───── EXCERPTED RECORDS ─────

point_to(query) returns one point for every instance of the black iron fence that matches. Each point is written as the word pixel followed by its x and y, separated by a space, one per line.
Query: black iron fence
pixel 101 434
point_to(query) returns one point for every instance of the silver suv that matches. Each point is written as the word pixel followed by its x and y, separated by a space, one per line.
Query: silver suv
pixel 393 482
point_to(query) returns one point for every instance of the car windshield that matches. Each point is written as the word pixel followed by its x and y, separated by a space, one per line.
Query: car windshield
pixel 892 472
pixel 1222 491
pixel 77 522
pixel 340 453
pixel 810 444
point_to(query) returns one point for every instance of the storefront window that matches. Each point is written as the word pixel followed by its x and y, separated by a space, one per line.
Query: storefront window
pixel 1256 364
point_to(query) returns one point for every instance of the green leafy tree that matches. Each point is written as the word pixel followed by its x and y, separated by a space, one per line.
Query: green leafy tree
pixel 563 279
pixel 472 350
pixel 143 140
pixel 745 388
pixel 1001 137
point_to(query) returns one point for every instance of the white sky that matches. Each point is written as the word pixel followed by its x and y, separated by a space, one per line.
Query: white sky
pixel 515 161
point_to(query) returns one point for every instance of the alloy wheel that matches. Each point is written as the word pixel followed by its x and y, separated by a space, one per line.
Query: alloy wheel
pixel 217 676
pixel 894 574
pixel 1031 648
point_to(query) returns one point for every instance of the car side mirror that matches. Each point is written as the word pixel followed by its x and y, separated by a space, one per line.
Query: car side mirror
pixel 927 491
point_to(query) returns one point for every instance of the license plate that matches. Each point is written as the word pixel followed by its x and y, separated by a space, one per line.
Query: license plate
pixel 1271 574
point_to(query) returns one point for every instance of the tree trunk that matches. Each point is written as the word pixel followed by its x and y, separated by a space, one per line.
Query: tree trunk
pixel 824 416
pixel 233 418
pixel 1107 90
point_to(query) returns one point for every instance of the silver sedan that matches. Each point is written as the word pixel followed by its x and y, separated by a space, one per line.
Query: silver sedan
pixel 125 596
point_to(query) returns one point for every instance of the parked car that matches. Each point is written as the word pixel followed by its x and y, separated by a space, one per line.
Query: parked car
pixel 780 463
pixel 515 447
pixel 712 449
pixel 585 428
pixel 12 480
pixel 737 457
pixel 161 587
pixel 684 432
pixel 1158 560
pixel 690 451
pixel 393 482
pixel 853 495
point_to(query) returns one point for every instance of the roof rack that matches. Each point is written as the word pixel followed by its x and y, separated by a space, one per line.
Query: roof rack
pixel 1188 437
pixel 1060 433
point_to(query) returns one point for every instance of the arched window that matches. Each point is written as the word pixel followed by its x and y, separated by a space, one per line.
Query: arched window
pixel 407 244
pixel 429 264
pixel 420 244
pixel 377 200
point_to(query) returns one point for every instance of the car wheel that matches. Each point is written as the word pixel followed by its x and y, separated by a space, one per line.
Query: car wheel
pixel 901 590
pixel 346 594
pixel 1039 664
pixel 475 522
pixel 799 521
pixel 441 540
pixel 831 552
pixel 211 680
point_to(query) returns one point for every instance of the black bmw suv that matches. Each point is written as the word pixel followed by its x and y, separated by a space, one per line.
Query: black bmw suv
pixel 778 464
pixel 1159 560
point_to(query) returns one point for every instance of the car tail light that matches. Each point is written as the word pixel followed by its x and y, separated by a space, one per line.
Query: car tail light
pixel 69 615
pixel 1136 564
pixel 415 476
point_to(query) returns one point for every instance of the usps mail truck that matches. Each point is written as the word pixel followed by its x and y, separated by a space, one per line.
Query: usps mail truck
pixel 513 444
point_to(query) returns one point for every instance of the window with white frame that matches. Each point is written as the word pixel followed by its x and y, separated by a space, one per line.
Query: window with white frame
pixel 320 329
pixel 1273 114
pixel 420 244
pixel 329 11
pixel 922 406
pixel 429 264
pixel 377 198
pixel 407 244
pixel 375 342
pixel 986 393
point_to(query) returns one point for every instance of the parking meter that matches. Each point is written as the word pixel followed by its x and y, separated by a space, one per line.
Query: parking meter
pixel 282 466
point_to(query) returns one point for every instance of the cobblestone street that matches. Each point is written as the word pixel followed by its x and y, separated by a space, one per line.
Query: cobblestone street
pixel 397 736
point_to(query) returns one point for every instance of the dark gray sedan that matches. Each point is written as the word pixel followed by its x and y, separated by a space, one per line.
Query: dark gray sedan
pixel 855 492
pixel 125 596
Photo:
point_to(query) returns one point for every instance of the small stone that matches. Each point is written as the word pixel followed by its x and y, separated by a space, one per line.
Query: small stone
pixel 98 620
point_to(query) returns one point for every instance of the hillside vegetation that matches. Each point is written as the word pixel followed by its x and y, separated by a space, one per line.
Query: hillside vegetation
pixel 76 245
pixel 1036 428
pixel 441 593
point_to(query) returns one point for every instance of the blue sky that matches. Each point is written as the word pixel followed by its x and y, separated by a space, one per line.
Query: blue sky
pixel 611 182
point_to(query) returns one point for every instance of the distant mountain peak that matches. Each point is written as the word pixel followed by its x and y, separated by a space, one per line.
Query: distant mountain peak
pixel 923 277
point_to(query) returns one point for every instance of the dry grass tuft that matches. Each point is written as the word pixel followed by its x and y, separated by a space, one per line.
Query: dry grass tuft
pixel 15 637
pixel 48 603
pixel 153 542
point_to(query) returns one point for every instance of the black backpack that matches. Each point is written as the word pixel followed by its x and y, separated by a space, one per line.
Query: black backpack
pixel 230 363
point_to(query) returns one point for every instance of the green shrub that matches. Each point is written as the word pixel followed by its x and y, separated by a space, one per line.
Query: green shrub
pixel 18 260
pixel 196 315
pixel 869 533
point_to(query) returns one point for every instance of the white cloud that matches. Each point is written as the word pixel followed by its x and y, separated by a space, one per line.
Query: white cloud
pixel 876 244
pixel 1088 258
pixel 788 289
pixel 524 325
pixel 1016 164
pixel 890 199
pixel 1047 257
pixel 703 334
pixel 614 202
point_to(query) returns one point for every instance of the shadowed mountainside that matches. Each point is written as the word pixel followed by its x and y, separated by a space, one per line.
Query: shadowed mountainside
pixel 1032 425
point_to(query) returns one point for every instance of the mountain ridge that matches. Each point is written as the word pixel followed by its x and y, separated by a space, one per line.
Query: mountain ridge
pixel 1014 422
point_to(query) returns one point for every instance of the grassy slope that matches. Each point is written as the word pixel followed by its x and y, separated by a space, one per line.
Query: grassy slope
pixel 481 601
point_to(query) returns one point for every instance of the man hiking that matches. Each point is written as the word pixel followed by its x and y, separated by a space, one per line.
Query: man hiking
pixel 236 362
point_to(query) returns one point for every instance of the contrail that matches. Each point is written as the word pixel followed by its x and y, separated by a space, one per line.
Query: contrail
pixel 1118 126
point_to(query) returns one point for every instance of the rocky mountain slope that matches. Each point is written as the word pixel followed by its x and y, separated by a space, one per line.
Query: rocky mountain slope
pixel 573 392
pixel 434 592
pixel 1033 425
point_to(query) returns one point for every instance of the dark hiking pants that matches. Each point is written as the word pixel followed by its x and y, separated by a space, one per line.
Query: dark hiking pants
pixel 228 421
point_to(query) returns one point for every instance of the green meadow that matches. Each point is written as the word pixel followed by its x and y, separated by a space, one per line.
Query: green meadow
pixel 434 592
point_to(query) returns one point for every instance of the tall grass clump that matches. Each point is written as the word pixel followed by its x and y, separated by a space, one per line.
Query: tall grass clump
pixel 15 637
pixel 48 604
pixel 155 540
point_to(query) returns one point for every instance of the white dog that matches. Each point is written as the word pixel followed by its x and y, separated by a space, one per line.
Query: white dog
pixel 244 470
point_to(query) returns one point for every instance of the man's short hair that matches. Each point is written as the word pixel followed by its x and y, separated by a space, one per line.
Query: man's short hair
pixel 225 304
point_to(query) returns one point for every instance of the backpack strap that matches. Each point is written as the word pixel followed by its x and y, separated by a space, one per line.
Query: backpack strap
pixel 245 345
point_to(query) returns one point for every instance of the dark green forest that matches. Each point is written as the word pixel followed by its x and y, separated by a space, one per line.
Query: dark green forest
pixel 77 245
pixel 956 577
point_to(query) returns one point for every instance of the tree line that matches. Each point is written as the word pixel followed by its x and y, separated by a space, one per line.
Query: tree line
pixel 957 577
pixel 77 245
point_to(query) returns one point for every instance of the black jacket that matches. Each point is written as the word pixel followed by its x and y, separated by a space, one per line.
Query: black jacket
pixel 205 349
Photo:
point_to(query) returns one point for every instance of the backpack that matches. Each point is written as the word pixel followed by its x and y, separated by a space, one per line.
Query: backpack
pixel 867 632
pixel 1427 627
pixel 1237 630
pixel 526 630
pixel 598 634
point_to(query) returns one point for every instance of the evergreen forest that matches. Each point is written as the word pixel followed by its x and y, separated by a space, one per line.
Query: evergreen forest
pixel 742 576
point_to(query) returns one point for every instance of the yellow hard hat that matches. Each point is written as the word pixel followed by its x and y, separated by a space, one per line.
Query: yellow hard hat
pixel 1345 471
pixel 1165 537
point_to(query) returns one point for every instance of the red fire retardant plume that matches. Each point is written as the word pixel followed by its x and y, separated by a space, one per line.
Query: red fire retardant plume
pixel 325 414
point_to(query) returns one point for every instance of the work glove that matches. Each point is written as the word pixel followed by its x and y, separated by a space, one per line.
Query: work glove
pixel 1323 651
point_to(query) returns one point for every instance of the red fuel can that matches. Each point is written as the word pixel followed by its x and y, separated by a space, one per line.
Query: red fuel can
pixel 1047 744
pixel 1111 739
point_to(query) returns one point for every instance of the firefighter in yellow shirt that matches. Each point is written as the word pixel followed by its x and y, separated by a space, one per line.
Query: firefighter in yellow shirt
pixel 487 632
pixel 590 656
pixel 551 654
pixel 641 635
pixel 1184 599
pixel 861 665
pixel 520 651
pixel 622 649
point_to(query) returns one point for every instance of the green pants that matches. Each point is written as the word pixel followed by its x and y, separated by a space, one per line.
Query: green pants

─────

(ASSIGNED TASK): Take the line above containing "the black backpack", the line containing "the green shrub", and all lines in between, and copy them exactly without anything else.

(THE ANSWER):
point_to(query) returns one point for every instance of the black backpack that matches. Each point is written as the word pixel followed by its x and y, separated by a space, one per line.
Query: black backpack
pixel 230 363
point_to(query) returns one point for every instance of the green shrub that matches. Each point is written as the word pixel followed by its x and y, separated by a space, one per line.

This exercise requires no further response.